%%

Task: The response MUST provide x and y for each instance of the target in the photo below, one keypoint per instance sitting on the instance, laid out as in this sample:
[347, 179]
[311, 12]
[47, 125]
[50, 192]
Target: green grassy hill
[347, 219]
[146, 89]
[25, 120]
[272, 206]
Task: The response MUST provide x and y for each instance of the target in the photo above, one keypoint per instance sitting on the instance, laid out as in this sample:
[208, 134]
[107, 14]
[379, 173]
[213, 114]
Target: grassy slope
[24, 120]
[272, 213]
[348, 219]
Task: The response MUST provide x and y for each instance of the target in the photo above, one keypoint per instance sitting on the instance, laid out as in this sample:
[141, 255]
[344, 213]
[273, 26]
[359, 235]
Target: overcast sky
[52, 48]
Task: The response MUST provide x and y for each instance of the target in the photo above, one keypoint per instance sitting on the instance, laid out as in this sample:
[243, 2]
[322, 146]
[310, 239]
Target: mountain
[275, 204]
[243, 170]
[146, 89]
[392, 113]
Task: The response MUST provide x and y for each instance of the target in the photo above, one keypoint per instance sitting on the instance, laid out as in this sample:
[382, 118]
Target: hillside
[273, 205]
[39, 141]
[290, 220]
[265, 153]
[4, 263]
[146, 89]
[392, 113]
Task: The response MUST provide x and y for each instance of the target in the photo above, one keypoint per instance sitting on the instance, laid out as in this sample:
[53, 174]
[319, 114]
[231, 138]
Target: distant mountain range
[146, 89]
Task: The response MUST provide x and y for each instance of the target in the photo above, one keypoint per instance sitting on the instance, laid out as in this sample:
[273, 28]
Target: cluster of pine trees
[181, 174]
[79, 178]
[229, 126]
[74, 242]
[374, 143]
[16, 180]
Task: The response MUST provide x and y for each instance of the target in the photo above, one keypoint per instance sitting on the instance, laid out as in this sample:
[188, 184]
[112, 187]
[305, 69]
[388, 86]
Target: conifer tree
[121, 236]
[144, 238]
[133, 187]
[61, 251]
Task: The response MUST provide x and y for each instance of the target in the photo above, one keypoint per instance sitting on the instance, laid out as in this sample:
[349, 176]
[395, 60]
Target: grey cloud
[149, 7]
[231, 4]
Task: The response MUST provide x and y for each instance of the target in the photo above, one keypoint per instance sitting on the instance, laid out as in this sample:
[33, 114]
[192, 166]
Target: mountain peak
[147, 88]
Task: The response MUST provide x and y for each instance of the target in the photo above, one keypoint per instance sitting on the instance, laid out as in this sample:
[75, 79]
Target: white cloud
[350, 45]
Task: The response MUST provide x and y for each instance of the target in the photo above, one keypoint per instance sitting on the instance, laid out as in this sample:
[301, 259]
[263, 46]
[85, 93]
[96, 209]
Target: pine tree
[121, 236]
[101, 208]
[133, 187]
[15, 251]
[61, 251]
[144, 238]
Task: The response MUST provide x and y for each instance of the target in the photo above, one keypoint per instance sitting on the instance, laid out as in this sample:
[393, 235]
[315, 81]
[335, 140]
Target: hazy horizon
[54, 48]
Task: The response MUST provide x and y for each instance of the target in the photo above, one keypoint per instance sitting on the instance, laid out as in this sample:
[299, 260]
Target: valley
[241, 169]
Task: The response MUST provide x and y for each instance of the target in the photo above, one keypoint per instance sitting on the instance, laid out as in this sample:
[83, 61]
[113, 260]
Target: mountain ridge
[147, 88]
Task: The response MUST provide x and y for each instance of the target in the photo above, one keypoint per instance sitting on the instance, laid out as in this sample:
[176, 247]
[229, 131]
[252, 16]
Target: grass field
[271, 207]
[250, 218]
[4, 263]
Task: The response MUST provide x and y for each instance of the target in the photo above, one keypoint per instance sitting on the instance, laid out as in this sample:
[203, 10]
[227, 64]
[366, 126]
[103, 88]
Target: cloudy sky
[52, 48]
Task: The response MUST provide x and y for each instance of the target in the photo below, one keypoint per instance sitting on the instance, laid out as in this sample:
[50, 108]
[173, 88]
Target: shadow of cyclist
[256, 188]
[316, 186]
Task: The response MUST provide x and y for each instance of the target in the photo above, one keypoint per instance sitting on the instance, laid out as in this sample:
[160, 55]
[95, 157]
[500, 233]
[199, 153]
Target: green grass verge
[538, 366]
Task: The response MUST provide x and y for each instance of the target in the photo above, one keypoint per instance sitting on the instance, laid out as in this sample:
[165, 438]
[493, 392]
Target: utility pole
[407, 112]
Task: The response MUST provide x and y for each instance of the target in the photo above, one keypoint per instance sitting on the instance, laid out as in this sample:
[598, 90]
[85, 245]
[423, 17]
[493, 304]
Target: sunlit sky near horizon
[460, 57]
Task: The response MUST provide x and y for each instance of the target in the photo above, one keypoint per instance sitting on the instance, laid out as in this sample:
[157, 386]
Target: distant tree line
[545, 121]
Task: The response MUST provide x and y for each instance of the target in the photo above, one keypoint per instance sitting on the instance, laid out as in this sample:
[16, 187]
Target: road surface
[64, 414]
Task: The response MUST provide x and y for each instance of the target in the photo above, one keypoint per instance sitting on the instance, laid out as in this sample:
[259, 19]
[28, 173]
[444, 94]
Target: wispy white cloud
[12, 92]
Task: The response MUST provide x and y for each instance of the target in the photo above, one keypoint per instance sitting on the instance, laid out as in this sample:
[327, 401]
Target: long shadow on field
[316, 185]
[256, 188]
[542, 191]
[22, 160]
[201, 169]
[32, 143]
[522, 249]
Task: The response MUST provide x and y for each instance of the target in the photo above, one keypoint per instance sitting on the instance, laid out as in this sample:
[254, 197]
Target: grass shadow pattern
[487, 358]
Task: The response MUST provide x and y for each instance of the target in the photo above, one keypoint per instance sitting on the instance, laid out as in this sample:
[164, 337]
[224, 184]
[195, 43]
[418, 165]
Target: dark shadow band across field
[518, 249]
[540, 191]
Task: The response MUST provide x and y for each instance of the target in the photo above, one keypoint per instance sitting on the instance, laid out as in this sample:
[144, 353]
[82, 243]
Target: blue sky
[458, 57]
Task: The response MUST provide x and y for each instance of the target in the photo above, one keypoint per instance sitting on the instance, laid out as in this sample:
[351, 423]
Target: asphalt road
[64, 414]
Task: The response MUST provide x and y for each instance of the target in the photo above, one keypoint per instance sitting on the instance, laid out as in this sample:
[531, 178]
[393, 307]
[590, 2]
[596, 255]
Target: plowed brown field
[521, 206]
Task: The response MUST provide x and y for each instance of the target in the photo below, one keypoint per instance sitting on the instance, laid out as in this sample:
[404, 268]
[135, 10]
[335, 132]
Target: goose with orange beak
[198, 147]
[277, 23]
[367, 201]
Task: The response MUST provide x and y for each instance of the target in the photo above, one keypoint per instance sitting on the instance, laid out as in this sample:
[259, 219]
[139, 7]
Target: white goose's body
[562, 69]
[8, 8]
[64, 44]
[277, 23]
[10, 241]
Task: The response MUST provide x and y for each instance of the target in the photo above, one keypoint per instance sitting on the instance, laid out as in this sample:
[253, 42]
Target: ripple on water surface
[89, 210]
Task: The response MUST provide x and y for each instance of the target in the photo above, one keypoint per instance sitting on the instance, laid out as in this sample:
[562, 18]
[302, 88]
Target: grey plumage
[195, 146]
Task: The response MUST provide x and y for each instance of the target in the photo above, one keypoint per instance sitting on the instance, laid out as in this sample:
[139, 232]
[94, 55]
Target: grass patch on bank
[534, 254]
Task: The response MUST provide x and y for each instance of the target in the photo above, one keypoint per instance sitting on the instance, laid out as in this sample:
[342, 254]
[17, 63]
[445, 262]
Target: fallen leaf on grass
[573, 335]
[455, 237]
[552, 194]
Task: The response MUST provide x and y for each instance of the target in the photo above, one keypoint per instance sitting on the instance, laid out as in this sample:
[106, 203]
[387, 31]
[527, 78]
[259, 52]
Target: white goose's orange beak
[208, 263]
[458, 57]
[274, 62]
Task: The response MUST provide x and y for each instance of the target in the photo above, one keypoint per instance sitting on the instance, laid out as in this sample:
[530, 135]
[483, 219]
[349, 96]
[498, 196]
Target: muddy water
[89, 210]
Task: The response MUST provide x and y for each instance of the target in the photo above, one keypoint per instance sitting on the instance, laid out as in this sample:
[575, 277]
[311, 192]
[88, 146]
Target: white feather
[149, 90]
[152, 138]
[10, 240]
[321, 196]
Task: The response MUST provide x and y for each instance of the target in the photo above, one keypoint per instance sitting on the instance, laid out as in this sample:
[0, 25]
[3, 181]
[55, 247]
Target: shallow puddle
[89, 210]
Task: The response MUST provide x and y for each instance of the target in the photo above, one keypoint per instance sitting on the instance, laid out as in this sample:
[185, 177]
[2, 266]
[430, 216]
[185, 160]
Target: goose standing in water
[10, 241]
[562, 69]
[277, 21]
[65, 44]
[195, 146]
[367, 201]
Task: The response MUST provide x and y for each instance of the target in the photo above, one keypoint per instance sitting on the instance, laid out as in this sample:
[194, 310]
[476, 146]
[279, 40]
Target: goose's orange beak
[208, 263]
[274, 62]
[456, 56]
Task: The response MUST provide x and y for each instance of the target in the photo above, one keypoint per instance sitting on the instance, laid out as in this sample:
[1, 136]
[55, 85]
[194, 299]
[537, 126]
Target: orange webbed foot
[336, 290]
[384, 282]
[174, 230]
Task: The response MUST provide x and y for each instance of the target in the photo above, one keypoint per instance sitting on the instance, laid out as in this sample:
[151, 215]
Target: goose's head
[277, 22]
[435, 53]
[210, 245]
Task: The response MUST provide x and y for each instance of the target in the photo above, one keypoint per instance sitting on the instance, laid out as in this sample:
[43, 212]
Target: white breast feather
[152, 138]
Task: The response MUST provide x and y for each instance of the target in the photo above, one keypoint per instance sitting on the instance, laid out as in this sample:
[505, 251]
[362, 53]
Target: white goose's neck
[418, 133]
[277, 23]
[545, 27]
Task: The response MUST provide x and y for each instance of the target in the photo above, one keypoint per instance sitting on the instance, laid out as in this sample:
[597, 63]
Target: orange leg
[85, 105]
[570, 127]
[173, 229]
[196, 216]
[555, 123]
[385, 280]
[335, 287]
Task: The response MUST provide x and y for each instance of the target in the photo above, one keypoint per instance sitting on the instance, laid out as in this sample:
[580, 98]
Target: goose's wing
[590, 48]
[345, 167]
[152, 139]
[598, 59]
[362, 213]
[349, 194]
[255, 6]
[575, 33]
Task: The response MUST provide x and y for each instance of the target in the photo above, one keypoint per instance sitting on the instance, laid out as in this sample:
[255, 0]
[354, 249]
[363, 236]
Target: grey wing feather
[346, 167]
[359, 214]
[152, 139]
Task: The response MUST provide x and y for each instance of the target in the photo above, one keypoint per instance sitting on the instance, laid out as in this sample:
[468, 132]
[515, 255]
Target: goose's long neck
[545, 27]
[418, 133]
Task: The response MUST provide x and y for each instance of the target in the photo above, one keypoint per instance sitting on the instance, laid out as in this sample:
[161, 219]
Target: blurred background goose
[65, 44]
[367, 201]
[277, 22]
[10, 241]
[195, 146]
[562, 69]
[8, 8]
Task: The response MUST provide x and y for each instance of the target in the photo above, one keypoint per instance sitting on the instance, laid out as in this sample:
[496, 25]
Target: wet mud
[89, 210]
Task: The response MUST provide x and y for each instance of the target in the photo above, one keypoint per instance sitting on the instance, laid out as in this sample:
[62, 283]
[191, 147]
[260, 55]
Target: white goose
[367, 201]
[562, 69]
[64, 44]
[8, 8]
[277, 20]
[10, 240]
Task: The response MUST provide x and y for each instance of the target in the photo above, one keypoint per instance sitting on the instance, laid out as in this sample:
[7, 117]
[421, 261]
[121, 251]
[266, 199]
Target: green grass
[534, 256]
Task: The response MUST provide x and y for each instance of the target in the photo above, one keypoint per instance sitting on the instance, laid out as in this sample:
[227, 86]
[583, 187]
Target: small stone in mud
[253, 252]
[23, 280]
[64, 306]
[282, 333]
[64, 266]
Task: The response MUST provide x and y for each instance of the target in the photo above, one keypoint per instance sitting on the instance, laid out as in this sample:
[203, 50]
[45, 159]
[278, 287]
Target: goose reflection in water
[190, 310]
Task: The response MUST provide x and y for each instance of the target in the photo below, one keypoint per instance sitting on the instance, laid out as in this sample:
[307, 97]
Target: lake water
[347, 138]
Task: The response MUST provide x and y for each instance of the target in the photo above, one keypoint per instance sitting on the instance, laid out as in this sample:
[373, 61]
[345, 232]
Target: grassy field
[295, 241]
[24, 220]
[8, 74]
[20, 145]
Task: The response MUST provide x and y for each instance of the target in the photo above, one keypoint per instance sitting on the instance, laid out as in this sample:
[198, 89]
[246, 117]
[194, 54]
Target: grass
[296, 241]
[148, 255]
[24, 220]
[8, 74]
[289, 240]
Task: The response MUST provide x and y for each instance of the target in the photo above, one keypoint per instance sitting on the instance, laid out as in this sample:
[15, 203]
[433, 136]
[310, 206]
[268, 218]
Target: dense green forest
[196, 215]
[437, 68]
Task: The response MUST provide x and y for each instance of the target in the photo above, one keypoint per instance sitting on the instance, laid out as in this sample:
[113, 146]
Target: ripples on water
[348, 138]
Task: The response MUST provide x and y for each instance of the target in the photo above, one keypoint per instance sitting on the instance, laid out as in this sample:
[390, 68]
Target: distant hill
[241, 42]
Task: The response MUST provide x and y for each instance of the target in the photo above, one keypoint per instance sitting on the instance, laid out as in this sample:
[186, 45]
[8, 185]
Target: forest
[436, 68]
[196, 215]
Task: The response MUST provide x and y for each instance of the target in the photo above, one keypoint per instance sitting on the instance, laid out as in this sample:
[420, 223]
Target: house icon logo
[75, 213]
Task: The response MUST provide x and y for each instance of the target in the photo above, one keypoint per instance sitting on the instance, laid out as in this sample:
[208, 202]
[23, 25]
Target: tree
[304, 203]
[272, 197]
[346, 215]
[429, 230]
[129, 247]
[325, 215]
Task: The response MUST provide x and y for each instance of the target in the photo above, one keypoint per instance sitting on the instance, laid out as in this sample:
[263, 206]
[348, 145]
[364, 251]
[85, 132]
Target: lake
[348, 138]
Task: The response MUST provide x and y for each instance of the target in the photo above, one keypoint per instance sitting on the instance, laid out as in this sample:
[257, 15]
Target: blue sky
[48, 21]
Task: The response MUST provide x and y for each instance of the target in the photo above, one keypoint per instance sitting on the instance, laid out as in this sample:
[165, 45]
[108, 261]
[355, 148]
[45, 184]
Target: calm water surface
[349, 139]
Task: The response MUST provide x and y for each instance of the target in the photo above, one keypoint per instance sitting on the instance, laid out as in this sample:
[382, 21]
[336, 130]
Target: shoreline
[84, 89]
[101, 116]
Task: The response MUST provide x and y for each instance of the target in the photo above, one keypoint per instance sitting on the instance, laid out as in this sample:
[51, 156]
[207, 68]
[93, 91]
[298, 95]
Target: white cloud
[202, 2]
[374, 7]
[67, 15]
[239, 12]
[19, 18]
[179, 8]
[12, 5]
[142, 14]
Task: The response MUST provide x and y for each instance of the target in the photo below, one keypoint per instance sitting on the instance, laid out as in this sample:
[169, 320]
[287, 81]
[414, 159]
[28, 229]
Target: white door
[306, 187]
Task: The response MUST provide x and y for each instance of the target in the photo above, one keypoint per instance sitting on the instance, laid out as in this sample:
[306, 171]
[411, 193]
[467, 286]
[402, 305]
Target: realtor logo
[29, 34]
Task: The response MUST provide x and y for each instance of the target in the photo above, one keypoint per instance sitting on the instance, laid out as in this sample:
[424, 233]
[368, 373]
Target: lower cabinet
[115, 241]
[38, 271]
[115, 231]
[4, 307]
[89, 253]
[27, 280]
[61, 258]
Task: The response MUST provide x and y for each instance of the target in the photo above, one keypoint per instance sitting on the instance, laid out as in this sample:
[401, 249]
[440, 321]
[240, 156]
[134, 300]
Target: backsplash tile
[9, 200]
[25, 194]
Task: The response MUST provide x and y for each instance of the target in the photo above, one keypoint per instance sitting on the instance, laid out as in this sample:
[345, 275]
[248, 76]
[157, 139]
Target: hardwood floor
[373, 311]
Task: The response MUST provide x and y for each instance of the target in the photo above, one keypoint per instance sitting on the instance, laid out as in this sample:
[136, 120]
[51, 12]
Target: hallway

%%

- [WHAT IS EXPECTED] Extract each line above that contains the word "beak". The match is case-sensitive.

- [RESPONSE TO THE EXERCISE]
Target: goose with orange beak
Target: white goose's orange beak
Target: goose's orange beak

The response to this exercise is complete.